## Task objective
Please count the lines in the entries below that contain the string "style", treating uppercase and lowercase as different, and reply with only that number.
---------- Provided information
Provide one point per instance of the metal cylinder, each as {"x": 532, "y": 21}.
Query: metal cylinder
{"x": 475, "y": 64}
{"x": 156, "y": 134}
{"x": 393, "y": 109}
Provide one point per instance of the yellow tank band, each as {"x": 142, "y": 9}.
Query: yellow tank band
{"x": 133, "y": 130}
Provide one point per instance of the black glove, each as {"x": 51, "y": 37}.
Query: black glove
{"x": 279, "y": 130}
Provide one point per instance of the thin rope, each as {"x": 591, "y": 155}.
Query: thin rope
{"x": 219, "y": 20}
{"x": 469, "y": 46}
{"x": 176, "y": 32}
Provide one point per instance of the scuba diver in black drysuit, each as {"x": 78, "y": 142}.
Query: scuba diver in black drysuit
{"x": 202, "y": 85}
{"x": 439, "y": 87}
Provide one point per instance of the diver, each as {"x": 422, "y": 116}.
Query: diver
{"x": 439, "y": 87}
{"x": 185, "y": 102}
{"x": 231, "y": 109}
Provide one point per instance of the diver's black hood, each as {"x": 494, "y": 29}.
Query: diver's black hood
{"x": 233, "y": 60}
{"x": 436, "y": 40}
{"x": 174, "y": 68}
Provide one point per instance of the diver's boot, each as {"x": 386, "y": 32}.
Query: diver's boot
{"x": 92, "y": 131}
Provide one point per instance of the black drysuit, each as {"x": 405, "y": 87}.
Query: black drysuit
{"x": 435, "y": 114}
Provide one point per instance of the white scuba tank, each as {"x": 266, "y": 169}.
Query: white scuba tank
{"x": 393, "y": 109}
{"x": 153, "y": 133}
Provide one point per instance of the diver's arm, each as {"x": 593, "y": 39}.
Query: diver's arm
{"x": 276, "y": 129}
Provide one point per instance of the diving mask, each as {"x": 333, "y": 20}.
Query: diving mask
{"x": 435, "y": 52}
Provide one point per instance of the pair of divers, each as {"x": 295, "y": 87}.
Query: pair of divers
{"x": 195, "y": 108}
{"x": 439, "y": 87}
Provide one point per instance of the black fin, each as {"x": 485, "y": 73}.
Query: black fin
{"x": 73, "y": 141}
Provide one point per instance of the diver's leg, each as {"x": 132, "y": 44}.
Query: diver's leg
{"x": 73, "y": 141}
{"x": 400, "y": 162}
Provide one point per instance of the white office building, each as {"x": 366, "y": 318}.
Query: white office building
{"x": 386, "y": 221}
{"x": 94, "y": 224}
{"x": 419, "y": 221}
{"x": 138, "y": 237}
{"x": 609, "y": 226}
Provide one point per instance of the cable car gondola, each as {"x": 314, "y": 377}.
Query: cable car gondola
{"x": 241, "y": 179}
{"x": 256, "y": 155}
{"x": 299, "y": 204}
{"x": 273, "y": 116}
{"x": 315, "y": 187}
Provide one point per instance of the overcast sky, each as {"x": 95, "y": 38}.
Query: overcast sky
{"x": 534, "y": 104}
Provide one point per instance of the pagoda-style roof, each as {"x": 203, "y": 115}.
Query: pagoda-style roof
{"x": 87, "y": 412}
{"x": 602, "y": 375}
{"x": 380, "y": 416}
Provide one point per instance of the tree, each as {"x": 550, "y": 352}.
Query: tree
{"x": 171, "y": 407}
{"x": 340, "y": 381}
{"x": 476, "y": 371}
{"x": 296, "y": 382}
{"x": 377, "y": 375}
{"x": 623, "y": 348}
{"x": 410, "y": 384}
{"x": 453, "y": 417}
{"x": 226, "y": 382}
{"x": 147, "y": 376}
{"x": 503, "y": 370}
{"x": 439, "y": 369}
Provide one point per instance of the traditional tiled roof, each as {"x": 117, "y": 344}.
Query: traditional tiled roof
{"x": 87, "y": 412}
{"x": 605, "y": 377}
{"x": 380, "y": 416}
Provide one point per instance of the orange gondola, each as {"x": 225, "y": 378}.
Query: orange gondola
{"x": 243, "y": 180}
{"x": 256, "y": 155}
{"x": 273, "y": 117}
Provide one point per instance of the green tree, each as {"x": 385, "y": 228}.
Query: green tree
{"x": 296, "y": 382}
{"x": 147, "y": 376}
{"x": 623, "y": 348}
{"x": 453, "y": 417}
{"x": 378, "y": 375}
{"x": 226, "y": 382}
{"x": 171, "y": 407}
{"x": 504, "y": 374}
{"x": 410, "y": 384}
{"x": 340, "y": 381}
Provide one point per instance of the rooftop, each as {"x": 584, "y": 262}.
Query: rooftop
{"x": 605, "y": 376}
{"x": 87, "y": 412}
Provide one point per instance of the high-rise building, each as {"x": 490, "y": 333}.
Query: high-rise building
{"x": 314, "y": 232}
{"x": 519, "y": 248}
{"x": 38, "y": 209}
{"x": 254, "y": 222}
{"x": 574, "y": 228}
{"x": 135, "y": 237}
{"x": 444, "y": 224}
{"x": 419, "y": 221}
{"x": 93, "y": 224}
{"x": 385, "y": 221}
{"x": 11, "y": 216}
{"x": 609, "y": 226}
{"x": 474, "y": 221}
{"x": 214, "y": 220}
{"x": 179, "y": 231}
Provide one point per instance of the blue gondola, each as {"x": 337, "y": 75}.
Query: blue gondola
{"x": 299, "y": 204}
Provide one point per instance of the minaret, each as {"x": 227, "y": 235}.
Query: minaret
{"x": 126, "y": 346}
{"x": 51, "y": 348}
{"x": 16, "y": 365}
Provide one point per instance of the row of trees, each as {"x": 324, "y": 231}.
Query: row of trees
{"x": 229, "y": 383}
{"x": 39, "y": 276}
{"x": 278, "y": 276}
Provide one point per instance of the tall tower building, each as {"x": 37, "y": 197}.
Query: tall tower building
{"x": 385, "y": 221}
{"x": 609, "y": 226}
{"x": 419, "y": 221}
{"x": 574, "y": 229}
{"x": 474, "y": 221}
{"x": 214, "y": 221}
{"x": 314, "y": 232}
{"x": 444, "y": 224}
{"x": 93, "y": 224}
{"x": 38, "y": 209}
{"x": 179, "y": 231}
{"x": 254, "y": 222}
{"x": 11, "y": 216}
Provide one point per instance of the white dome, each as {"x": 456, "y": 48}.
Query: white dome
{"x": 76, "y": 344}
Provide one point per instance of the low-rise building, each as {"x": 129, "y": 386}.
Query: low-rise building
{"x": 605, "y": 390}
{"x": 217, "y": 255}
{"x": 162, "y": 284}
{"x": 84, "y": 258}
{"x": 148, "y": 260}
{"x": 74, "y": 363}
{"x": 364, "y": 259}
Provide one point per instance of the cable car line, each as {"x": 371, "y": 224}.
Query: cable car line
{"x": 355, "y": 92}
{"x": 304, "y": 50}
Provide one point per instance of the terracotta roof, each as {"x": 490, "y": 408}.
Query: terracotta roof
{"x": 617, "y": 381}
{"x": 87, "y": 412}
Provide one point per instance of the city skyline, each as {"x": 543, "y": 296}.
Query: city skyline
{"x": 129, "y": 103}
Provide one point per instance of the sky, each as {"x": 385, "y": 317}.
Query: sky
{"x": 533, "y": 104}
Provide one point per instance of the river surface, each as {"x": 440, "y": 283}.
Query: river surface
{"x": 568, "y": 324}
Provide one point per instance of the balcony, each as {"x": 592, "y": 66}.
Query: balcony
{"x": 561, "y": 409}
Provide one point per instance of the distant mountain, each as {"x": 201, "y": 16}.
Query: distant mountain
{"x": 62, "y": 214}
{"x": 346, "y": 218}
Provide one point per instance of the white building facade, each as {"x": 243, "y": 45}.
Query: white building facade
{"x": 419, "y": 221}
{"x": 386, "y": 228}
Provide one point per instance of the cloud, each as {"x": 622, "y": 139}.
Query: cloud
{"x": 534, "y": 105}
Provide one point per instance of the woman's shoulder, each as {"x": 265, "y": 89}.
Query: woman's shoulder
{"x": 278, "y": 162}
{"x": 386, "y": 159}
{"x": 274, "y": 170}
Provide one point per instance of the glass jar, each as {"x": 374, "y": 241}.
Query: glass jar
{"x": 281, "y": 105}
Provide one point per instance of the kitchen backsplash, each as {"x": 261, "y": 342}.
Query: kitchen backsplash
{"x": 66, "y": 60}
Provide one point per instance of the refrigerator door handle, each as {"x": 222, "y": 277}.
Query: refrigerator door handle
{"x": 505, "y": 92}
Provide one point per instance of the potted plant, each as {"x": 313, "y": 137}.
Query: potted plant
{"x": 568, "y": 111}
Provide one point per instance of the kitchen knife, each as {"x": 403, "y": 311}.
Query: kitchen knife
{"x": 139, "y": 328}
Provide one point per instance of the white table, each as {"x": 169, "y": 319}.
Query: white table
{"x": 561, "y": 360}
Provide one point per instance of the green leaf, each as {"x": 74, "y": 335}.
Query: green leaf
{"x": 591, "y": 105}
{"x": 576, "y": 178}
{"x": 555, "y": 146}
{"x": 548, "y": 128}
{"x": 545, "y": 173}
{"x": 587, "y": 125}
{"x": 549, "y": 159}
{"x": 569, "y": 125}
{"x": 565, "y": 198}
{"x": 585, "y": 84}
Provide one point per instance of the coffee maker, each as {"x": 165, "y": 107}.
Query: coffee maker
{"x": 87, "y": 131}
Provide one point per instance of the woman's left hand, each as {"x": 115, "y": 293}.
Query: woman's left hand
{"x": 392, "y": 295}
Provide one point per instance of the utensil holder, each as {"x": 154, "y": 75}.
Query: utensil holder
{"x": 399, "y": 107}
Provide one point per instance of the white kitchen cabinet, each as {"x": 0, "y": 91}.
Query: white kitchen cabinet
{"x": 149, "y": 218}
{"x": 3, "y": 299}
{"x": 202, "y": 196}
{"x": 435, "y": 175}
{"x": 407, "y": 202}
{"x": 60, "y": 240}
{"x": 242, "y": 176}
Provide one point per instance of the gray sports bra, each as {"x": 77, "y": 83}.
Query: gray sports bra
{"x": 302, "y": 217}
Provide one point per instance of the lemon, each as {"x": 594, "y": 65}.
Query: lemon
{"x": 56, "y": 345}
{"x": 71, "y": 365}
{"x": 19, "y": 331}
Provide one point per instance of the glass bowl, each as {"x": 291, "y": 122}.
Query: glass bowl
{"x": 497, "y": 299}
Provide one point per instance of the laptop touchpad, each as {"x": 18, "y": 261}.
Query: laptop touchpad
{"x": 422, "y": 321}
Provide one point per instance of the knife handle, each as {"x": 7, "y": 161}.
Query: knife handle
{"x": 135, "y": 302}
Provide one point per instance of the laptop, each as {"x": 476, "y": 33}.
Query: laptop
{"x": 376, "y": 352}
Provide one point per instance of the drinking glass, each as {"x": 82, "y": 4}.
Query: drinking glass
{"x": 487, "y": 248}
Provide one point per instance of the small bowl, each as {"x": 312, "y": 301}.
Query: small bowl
--------------------
---------- Provided information
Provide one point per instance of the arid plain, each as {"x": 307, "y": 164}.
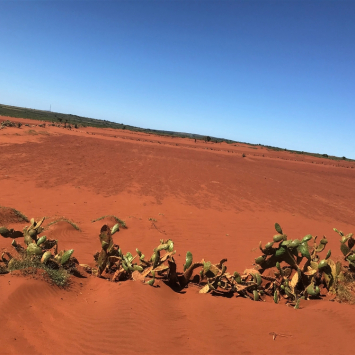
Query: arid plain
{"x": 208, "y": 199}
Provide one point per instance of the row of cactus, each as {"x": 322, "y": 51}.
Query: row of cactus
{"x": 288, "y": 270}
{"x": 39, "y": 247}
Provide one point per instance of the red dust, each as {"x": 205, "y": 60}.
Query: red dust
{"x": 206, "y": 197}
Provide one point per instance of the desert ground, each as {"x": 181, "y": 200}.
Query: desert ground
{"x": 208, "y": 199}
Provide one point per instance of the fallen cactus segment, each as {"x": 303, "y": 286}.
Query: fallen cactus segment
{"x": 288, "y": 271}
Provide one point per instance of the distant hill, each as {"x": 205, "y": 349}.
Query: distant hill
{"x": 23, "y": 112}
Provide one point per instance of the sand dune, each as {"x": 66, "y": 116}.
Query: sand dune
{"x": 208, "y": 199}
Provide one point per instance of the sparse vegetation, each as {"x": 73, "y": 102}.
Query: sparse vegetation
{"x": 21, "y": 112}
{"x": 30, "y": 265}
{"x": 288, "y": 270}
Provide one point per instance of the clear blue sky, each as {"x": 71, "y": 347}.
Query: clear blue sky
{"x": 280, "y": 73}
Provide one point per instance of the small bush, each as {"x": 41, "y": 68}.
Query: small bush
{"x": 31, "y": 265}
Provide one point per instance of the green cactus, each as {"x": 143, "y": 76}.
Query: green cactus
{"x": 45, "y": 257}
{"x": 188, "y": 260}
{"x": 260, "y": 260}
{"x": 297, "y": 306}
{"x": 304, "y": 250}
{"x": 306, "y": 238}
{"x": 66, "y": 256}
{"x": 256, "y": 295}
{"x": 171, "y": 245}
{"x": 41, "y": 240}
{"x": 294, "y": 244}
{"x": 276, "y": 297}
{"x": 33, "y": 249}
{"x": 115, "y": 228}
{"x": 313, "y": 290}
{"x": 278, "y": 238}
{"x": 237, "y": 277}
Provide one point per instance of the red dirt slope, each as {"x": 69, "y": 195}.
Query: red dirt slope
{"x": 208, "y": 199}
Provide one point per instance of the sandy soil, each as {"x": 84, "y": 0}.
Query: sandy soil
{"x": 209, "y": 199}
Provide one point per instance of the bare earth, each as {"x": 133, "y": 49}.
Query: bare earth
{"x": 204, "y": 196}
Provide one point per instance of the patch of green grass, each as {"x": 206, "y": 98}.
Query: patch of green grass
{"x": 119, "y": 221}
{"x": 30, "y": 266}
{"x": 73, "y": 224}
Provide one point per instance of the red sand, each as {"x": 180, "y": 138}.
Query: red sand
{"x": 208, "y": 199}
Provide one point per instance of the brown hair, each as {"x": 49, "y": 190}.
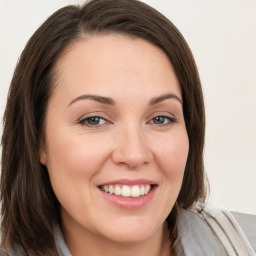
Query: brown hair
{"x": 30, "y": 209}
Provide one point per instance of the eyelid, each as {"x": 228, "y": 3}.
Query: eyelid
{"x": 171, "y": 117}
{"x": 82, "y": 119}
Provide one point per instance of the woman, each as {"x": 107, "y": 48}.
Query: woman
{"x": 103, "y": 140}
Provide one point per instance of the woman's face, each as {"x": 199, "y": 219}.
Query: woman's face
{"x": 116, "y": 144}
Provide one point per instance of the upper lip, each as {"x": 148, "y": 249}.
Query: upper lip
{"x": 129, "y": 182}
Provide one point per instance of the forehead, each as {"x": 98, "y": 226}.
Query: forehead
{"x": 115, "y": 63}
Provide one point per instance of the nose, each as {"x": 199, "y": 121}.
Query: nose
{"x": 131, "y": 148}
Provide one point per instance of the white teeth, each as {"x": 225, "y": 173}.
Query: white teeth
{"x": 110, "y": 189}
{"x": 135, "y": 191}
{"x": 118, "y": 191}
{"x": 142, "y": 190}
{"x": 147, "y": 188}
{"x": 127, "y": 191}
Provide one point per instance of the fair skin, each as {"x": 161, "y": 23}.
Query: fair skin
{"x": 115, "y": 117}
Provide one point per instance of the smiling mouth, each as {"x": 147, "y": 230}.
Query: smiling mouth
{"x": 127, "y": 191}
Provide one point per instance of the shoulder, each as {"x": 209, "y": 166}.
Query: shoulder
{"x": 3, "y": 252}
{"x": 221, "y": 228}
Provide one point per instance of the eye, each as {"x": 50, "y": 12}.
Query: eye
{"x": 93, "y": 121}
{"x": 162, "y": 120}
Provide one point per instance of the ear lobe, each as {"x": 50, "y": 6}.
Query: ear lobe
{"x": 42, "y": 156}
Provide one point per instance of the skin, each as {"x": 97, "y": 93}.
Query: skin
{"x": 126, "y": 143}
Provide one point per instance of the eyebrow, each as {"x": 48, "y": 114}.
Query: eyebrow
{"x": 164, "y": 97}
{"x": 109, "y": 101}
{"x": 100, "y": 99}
--------------------
## Answer to the exercise
2